(PROMPT) After finding the line containing "Query: desk lamp" below, please output that line and each following one through the line containing "Query: brick wall", exactly as written.

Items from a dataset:

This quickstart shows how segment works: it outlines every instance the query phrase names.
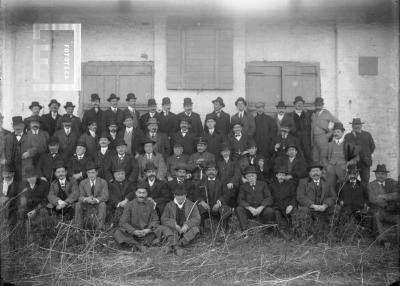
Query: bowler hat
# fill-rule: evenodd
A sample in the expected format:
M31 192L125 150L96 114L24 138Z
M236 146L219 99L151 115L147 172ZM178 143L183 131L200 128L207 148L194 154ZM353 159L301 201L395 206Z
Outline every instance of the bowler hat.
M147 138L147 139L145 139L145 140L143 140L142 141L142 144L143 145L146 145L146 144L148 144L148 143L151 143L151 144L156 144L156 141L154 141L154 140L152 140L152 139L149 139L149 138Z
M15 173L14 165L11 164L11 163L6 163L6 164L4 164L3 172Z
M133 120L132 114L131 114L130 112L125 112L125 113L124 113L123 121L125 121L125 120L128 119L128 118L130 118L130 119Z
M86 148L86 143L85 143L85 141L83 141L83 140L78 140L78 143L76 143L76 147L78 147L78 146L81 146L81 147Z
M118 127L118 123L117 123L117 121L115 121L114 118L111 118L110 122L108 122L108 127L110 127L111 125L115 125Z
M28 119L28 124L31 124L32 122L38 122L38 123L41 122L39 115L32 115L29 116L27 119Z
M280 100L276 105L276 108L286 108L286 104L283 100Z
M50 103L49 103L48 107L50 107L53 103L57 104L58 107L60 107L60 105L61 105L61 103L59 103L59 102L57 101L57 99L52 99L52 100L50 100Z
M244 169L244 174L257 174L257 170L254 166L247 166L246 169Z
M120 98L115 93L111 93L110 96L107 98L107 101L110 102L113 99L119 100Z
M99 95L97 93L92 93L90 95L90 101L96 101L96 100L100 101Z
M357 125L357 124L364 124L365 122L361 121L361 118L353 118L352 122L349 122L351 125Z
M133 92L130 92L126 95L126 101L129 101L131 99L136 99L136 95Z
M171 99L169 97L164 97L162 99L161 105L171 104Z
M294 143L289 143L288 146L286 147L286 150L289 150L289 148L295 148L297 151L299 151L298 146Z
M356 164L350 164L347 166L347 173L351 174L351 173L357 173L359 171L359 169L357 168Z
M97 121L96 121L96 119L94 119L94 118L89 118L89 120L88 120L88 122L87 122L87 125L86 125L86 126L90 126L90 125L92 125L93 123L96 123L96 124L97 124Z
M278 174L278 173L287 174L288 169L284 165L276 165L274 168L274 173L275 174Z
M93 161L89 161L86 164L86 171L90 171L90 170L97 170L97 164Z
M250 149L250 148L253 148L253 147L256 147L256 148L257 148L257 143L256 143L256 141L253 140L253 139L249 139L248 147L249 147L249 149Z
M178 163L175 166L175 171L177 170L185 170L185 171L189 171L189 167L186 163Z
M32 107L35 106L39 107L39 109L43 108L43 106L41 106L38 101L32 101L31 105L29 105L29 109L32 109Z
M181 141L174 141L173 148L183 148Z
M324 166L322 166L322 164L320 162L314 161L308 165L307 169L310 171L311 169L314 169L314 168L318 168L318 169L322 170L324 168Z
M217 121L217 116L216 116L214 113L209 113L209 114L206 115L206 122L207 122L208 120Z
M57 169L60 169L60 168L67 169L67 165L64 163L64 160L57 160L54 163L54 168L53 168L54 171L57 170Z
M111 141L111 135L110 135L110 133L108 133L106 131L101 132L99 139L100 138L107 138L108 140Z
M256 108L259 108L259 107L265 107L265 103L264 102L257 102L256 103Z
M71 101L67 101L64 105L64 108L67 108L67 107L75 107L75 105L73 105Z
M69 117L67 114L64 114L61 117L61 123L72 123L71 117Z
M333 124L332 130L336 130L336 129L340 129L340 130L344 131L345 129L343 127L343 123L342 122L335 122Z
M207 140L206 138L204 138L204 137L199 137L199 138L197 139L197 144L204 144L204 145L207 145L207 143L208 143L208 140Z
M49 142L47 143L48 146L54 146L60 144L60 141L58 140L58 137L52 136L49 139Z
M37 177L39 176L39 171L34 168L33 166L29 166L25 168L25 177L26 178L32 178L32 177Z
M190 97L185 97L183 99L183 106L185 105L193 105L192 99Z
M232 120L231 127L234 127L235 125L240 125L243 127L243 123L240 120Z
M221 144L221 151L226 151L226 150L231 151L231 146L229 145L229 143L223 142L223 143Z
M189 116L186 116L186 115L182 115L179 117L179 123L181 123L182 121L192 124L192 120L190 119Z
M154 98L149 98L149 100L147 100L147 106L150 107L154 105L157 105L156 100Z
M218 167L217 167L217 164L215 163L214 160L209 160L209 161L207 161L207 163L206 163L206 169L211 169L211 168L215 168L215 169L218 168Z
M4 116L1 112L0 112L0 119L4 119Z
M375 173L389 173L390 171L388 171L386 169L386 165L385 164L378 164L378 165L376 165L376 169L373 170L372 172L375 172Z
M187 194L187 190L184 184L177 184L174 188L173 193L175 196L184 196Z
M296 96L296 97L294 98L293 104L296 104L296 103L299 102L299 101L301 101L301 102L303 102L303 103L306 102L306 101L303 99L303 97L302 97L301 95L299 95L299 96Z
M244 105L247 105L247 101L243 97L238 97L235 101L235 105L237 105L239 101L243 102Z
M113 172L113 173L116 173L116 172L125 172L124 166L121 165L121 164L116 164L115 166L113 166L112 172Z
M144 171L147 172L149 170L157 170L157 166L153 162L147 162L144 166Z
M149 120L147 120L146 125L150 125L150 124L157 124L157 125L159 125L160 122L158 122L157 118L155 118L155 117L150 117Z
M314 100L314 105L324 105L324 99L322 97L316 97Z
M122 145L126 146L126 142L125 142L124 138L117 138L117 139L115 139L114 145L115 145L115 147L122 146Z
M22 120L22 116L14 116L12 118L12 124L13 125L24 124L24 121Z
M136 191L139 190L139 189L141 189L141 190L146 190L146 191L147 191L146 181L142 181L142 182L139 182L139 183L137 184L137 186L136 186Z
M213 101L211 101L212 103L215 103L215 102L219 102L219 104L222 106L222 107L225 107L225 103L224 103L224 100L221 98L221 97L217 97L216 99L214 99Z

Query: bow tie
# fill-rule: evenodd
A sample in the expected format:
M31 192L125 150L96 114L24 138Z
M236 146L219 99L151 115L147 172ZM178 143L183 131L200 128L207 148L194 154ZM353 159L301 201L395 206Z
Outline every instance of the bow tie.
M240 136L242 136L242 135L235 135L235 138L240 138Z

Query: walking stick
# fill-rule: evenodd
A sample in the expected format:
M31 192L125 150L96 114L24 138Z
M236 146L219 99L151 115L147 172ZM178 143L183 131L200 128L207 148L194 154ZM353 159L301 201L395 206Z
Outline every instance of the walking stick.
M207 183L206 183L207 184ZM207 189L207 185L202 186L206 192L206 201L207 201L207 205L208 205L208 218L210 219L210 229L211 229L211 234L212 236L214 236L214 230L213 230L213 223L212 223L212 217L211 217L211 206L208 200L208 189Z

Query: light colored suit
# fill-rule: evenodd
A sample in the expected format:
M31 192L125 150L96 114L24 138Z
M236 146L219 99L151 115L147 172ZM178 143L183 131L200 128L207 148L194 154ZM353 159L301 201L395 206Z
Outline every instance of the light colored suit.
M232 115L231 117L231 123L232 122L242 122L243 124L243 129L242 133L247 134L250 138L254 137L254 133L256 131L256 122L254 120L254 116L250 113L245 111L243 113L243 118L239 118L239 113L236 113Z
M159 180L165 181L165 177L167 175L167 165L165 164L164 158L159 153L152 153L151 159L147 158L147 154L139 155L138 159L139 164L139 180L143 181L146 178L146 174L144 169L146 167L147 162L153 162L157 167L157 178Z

==

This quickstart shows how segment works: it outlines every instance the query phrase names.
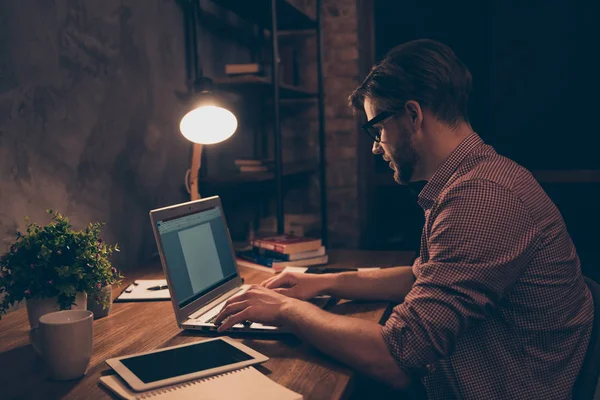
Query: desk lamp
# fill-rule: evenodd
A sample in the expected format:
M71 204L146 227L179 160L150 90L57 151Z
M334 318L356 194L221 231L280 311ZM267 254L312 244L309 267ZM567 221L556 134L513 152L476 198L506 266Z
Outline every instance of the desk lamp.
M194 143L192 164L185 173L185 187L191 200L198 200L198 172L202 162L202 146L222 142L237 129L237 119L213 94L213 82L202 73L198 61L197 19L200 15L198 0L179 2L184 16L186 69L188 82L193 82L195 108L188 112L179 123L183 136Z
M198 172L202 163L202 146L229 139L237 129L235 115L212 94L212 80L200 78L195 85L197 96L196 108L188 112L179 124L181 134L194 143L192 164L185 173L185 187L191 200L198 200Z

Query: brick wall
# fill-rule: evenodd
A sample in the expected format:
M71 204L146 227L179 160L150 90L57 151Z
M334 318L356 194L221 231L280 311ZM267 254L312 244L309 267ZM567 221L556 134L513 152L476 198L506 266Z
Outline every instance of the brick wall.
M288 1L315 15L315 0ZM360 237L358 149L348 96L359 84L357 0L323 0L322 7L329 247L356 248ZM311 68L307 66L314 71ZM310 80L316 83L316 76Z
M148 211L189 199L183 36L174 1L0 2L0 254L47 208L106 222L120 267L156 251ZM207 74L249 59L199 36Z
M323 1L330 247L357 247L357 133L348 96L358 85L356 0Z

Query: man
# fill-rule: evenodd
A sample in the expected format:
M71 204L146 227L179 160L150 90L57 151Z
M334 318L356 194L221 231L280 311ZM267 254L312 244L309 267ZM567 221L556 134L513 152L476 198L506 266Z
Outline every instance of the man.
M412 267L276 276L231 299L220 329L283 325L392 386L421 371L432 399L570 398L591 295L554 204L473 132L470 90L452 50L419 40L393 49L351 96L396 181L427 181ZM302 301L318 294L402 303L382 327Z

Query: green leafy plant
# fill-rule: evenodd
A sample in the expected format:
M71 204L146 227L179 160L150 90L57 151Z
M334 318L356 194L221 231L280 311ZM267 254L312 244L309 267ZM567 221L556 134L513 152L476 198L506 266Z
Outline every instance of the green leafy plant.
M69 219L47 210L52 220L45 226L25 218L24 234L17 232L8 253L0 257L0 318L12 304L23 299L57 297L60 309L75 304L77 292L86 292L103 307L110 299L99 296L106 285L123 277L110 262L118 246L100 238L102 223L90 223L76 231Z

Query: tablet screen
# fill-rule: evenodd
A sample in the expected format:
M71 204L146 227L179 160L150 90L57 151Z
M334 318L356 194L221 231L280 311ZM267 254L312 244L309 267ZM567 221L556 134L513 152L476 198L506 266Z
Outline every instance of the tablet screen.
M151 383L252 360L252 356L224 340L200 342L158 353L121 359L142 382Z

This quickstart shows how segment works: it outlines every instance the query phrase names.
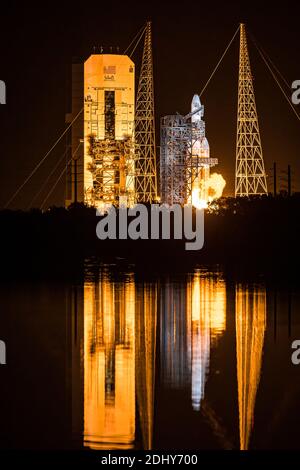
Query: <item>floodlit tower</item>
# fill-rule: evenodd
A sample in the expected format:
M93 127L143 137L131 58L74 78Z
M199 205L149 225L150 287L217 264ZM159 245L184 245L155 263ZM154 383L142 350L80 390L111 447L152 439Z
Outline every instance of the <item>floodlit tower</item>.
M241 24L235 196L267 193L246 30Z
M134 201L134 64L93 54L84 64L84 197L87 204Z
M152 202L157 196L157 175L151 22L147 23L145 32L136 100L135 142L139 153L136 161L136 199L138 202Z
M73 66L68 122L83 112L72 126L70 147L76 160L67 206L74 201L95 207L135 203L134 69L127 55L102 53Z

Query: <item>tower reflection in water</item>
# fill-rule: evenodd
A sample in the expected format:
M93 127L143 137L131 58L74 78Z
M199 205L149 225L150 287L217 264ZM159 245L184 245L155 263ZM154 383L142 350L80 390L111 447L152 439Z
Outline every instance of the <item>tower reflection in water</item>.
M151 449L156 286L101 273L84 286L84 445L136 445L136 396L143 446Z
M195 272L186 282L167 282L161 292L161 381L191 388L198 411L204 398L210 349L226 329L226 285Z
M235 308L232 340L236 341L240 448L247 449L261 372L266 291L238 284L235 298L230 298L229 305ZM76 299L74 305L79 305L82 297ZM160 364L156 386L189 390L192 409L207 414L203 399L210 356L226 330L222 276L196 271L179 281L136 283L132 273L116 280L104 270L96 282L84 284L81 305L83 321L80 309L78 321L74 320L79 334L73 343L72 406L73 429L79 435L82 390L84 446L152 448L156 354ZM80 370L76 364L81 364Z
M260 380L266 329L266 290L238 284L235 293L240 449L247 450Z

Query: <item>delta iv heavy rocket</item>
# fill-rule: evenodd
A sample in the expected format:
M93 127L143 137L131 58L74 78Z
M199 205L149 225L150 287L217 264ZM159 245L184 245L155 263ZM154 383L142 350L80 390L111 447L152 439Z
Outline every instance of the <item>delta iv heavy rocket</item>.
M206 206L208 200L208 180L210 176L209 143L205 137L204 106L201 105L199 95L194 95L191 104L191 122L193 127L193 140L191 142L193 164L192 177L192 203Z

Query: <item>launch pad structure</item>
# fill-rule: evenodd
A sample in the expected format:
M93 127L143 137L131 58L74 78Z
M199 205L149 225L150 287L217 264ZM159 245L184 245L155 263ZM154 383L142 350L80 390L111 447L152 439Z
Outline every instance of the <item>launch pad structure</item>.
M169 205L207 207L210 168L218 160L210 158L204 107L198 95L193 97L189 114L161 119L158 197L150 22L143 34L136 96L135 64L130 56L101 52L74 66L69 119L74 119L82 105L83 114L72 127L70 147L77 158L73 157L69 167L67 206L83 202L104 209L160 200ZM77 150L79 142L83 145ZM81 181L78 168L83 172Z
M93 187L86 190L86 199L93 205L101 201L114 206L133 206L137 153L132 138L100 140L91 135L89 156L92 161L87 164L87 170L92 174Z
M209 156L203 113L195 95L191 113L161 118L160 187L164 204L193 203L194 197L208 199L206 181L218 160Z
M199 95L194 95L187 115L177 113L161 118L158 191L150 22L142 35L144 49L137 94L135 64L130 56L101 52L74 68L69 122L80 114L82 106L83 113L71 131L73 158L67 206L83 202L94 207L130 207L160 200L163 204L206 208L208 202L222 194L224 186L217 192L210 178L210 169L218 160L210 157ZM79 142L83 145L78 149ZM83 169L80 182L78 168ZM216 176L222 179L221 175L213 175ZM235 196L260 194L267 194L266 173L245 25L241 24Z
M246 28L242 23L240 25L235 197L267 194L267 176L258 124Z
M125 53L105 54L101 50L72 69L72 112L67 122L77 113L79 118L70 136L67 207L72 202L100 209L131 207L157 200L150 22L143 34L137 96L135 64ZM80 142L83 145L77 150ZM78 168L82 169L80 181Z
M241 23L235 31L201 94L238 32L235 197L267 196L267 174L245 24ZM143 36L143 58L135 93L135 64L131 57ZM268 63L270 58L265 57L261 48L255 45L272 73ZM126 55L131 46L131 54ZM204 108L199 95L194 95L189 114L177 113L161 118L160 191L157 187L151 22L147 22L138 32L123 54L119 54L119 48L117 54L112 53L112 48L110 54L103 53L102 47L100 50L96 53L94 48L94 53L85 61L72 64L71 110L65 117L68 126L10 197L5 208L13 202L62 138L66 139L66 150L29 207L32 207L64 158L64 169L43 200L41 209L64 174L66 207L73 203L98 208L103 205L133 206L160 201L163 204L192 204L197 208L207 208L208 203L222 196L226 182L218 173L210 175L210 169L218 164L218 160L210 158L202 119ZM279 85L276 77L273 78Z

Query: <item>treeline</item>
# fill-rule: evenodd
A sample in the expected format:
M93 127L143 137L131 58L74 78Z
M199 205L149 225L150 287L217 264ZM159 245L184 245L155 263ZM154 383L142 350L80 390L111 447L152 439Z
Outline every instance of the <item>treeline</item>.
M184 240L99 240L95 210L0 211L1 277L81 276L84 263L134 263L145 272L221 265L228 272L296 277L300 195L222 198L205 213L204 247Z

(SOLUTION TO THIS PROBLEM)
Query: desk lamp
# fill-rule: evenodd
A sample in the expected format:
M71 204L146 227L179 160L150 90L57 151Z
M334 318L356 194L221 231L280 311ZM267 254L312 244L309 267ZM567 221L556 134L513 152L476 198L506 266Z
Outline every instance of the desk lamp.
M194 143L192 164L185 173L185 187L191 200L198 200L198 172L202 162L202 146L222 142L237 129L237 119L213 94L213 82L202 73L198 61L197 19L200 15L198 0L179 2L184 16L186 69L188 82L193 82L195 108L188 112L179 123L183 136Z
M198 172L202 163L202 146L229 139L237 129L235 115L212 94L212 80L200 78L195 85L197 96L196 108L188 112L179 124L181 134L194 143L192 164L185 173L185 187L191 200L198 200Z

Query: brick wall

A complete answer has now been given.